• _Цитируемый отрывок_:
Ты и представить себе не можешь, как мне было скверно. Все время лихорадило, тошнило, головная боль и ломота во всем теле и колотье в спине. А кашель такой, что я боялась лопнуть. В рот не брала ни крошки, только вчера чуть-чуть поела, зато сегодня у меня такой аппетит, что я уничтожу все съестное в доме, но мне и надо поправляться. Посмотрел бы ты, как я исхудала,— ты бы прямо не узнал меня. Я уж рада, что у меня есть в запасе время снова нагулять жирок к твоему приезду. Постараюсь похорошеть ради тебя.
Д-р Йенсен был нам верен и навещал меня ежедневно. Он хорошо следит за всеми нами. Коре уже совсем здоров, но мы соблюдаем осторожность и не выпускаем его на улицу, здесь была плохая погода — туман и дождь каждый день. Сегодня сильный снегопад, и он радуется, что можно погулять по первому снежку. Все трое малышей на дворе, каждый со своими салазками. Я слышу их радостные вопли и визг вперемежку с криками, когда кто-нибудь наедет на пень, вывалится из санок, ушибется. Но они тут же вскакивают, и игра начинается снова.
Дорогой мой, любимый мальчуган, спасибо, что часто пишешь. Только на днях получила длинное письмо, как славно получить от тебя весточку! ...В двенадцать мне позволят встать, и я буду сидеть за праздничным столом вместе со всеми — с д-ром Йенсеном, с Лив, Имми и Коре.
...Ты-то рад, что у тебя такие чудесные детки и ты снова будешь с ними, сможешь следить за их развитием изо дня в день. Это ведь не то, что видеться с ними раз в три месяца. Мне все кажется просто сном, что ты теперь будешь дома со мной и, такой довольный, уютно будешь посиживать со своей длинной трубкой в рабочем кабинете, а потом, наработавшись всласть и проголодавшись, спустишься к обеду, где тебя будет дожидаться твоя Ева-лягушонок, окруженная молодняком.
Целую тебя в губы, по которым я так соскучилась, привет от деток.
Твоя Ева-лягушечка».
«Любимая моя милушка Ева!

• _Материал_:
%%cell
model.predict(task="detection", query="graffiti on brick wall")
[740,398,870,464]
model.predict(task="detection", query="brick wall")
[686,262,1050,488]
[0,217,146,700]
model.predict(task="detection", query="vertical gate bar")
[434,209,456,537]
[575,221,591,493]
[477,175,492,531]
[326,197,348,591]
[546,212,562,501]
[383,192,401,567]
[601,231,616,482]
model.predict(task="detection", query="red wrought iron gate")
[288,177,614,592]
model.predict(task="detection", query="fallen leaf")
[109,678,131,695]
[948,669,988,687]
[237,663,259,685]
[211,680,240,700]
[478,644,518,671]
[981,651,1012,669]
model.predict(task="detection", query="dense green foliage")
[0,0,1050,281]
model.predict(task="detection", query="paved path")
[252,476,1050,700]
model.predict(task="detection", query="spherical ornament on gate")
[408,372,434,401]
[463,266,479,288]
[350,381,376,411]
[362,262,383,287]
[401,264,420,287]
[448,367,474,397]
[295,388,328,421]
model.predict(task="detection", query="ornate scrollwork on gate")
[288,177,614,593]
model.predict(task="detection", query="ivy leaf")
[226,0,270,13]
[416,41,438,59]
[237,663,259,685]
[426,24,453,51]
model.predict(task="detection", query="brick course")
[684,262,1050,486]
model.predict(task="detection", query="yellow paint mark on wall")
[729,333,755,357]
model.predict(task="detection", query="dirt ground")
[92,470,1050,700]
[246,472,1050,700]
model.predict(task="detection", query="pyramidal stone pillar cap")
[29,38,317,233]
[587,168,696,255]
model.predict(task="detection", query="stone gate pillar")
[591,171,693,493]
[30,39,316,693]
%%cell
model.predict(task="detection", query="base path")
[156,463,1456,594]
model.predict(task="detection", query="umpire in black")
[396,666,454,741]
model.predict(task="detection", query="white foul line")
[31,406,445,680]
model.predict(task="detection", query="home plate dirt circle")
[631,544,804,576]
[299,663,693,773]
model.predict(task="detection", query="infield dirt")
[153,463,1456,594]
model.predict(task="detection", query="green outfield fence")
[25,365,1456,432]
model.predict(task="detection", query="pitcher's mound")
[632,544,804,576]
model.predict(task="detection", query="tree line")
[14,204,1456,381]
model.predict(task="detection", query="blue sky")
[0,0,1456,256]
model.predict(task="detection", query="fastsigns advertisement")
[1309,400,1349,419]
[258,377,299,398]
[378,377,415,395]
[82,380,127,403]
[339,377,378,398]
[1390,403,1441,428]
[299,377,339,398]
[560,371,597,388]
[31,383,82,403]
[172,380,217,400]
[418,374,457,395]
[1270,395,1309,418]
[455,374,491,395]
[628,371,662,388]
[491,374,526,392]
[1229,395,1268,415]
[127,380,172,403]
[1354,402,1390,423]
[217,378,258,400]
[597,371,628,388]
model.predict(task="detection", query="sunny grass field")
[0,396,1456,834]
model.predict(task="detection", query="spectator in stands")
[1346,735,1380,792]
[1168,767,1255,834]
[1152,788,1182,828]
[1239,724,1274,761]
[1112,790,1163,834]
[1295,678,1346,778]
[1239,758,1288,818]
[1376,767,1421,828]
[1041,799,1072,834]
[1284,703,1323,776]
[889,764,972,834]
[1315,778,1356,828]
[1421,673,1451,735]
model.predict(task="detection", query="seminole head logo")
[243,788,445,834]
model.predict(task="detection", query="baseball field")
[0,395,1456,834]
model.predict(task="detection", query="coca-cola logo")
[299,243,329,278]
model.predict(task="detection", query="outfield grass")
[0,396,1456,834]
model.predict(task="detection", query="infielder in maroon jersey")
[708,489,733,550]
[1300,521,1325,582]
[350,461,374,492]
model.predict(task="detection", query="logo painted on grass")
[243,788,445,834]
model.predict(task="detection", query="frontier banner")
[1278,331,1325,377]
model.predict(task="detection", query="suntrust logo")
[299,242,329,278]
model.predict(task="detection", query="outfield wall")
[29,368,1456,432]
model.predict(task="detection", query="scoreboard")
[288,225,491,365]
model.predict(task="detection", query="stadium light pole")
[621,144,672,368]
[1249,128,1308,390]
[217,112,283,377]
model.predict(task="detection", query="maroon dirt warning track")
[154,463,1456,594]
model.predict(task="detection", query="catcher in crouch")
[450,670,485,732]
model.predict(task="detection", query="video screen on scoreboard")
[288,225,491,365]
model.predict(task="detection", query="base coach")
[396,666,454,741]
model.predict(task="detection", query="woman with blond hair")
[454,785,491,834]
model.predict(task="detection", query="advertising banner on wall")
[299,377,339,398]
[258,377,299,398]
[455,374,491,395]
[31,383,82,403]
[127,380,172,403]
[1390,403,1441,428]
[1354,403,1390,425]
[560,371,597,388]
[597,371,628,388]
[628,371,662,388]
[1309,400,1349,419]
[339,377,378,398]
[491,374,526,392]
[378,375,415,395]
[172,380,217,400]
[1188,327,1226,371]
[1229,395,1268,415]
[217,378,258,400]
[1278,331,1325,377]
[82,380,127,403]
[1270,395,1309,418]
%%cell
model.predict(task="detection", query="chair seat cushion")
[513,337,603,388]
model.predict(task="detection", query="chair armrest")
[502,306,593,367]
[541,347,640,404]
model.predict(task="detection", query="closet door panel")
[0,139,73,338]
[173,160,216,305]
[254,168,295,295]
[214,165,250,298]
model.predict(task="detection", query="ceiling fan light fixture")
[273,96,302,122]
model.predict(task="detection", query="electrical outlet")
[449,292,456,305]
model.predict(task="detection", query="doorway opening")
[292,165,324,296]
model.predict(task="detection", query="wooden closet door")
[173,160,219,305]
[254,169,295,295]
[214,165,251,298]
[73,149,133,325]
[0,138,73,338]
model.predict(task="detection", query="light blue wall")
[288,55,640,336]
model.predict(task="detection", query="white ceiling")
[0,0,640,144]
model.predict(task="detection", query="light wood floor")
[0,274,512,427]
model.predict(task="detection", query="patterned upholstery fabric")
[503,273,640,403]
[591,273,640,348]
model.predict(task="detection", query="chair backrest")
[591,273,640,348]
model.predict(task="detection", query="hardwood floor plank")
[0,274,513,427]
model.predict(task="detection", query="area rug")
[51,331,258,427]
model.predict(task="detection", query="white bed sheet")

• _Список заданий_:
1 – Кратко перескажите абзац письма, начинающийся словами «Д-р Йенсен был нам верен». Сохраните его основные факты.
2 – Продолжите письмо, начав сразу после его последней строки.

• _Ответы на задания_:
1 – Доктор Йенсен навещал автора письма ежедневно и внимательно следит за всей семьей. Коре уже здоров, но из осторожности его не выпускают на улицу: стояла плохая погода, каждый день были туман и дождь. Сегодня идет сильный снег, и Коре рад погулять по первому снежку. Все трое малышей катаются во дворе на салазках. Они кричат и визжат, иногда налетают на пень и вываливаются из санок, но сразу встают и продолжают игру.

2 –
Получил твое славное письмо, где ты сообщаешь, что одолела свою лихорадку и будешь участвовать вместе со всеми в праздничной трапезе. Я было совсем перепугался, что ты так разболелась, а я и не знал ничего и не был с тобой. Наверное, у тебя было что-то вроде инфлюэнцы, и настоятельно тебя прошу быть теперь особенно осторожной, иначе ведь это может затянуться надолго, а тебе совсем не полагается хворать. Утешаюсь надеждой, что твоя крепкая здоровая натура снова совсем выправит тебя.
Очень странно, но я никак не могу представить себе тебя по-настоящему больной. Это у меня просто в голове не укладывается. Я, конечно, беспокоился, узнав, что ты болеешь и что у тебя сильный жар, я был опечален, но по-настоящему не испугался. А вот теперь понимаю, что дело было серьезное, а меня не было рядом, чтобы немного подбодрить тебя. Теперь я счастлив, что самое худшее позади и ты снова на ногах.
...Я несказанно рад, что снова буду с тобой, дома, и снова смогу распоряжаться своим временем. Нам будет просто невероятно хорошо».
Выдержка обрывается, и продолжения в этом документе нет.